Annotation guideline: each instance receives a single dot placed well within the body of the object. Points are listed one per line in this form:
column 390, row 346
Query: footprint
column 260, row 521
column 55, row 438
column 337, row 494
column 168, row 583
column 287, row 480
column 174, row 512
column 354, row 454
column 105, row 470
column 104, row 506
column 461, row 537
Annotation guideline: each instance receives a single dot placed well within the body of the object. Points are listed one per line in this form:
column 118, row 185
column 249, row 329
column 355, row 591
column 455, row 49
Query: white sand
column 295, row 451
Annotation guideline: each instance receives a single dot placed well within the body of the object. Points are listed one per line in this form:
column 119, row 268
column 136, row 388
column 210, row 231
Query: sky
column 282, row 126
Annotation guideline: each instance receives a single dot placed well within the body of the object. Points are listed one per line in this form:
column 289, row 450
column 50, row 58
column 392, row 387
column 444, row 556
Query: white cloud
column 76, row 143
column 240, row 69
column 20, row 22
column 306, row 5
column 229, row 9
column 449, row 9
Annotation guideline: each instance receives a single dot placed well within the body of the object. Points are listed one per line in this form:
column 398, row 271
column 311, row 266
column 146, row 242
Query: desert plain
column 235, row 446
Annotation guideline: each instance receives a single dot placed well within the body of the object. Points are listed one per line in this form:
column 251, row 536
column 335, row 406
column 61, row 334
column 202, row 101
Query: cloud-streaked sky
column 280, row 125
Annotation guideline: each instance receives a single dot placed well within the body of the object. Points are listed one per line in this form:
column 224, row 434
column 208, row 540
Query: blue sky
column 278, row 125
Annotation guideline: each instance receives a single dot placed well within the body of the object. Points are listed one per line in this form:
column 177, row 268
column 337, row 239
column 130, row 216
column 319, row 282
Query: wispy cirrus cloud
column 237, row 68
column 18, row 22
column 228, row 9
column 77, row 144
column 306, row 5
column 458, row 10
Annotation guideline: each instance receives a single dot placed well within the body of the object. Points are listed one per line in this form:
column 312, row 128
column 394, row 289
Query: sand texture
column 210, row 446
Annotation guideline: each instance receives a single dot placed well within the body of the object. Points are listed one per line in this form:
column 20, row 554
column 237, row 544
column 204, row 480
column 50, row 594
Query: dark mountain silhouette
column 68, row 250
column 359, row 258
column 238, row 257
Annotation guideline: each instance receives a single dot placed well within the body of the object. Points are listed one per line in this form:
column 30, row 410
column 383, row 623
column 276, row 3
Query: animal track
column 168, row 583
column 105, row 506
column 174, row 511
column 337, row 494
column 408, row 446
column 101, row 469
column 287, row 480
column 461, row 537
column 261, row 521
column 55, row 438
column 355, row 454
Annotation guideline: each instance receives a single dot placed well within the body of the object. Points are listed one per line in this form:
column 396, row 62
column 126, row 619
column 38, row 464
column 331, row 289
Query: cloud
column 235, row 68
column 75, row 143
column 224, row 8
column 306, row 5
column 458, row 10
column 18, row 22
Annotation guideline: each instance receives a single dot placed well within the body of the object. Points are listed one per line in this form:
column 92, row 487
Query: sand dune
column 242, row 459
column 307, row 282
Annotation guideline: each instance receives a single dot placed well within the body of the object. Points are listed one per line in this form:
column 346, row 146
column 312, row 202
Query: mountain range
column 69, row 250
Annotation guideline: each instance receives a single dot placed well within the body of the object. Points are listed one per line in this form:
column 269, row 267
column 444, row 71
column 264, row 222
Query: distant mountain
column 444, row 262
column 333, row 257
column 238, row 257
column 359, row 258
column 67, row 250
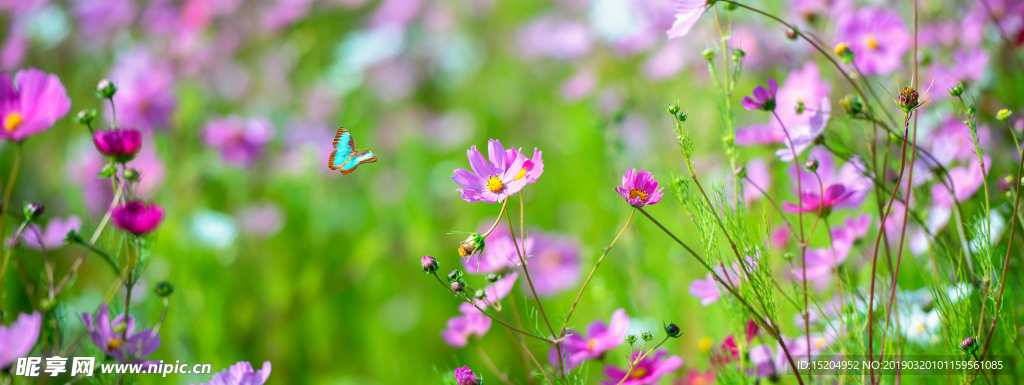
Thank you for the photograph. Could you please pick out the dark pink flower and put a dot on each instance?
(464, 376)
(242, 374)
(599, 339)
(31, 103)
(648, 371)
(764, 98)
(17, 339)
(136, 217)
(640, 188)
(877, 37)
(122, 144)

----

Task: Without any pictures, transcribe the listing above exactly as written.

Problem solution:
Annotation guideline: each instance receives a single dot placed well within the body of the object. Points are listed one per line in this form:
column 390, row 346
Query: footprint
column 260, row 521
column 55, row 438
column 337, row 494
column 168, row 583
column 287, row 480
column 174, row 512
column 354, row 454
column 105, row 470
column 104, row 506
column 461, row 537
Annotation guideline: each instance receives a single dot placed well within the body of the object. Points are listed one per line in this form:
column 118, row 185
column 249, row 329
column 355, row 591
column 455, row 49
Query: white sand
column 295, row 451
Annotation guideline: each instance receives a single dot placed well within the body of the object. Points are listed one per line in this form:
column 119, row 268
column 136, row 388
column 210, row 231
Query: sky
column 282, row 126
Annotation guideline: each instance receives a single dot placed well within the body of the object. Points are listed one per line in this form:
column 289, row 450
column 50, row 58
column 392, row 387
column 444, row 556
Query: white cloud
column 76, row 143
column 240, row 69
column 20, row 22
column 306, row 5
column 229, row 9
column 449, row 9
Annotation guideline: each instance receives a single dot placed well within the body of the object. Points are listed one per line in this form:
column 398, row 271
column 311, row 266
column 146, row 242
Query: desert plain
column 235, row 446
Annotation guideline: each instance receives a single dot placed well within the body of the object. Points are listed one per line in this form:
column 251, row 536
column 335, row 406
column 61, row 334
column 202, row 101
Query: cloud-streaked sky
column 280, row 125
Annotation guideline: each instance receives a single dot placed well within the body of the object. Points are listed one per line in this form:
column 224, row 434
column 208, row 540
Query: blue sky
column 278, row 125
Annotation guideline: each instance receives a single dot placed well within the body of the object. Points are listed one per line in this form:
column 177, row 268
column 337, row 239
column 130, row 216
column 319, row 282
Query: wispy cirrus cloud
column 237, row 68
column 18, row 22
column 228, row 9
column 77, row 144
column 306, row 5
column 458, row 10
Annotation guideline: each instance receives a single dot placed well within the body of the object. Points are listed one per line in this form:
column 312, row 128
column 394, row 289
Query: sand texture
column 210, row 446
Annotation guideline: each instance receives a single dot placed well within the body of the object. Points are listed one per line in this form:
column 20, row 554
column 237, row 544
column 204, row 480
column 50, row 594
Query: dark mountain silhouette
column 68, row 250
column 359, row 258
column 238, row 257
Annotation guideline: each instance receives a single dot placed well within the body of the object. Points are listed one per line in this form:
column 30, row 410
column 383, row 623
column 276, row 3
Query: animal track
column 168, row 583
column 105, row 506
column 174, row 511
column 337, row 494
column 408, row 446
column 101, row 469
column 287, row 480
column 461, row 537
column 261, row 521
column 55, row 438
column 355, row 454
Annotation guideline: each instance receives a single dot placed well within the body of the object. Points are listed one per line in this form:
column 396, row 62
column 126, row 619
column 38, row 464
column 331, row 289
Query: cloud
column 235, row 68
column 75, row 143
column 224, row 8
column 306, row 5
column 458, row 10
column 18, row 22
Annotation guideline: each instance receives a single dot placed well within the body of the object. Points are listed one per line in this form:
column 92, row 487
Query: sand dune
column 242, row 459
column 307, row 282
Annotation guideline: each instance receives a single dot placed well within the body of the object. Points are listed one per line in this form:
column 346, row 146
column 312, row 202
Query: mountain range
column 69, row 250
Annotation guideline: each instance receives a single dot placed well within the body of the object. Points are listed one per line in this form:
column 269, row 267
column 444, row 71
column 264, row 222
Query: distant mountain
column 444, row 262
column 333, row 257
column 238, row 257
column 359, row 258
column 67, row 250
Thank you for the photograph. Could you please pick out the dark pink flower and put a dot on each instance?
(464, 376)
(242, 374)
(599, 339)
(31, 103)
(648, 371)
(764, 98)
(17, 339)
(136, 217)
(640, 188)
(877, 37)
(122, 144)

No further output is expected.